> Records for this task:
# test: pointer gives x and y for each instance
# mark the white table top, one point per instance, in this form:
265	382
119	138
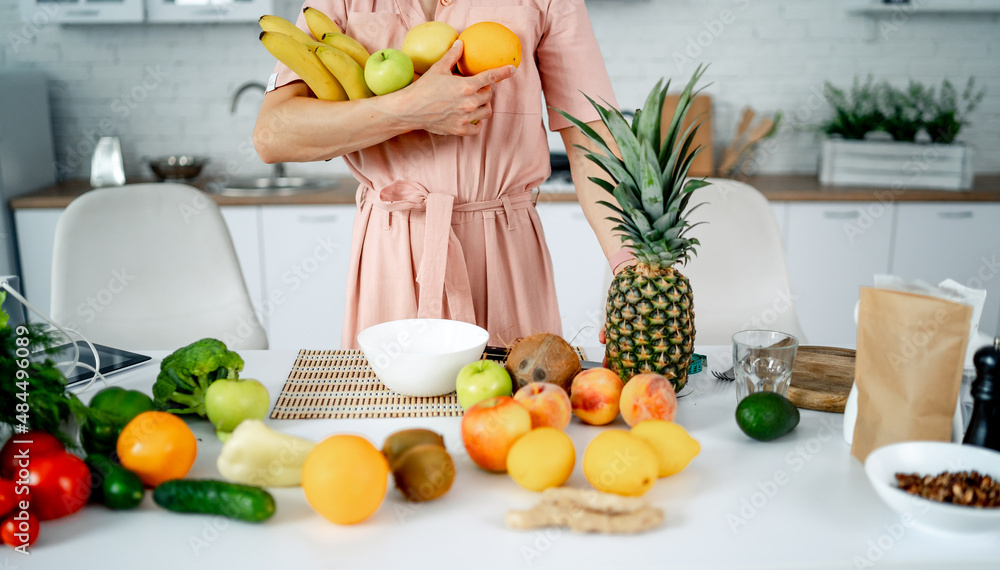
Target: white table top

> What needs to be done: Pictures should be left out when the records above are restated exactly.

> Exercise solution:
# test: pointer gives x and y for each instance
# mark the white table top, one point per instance, in this form:
265	382
119	138
Target: white table top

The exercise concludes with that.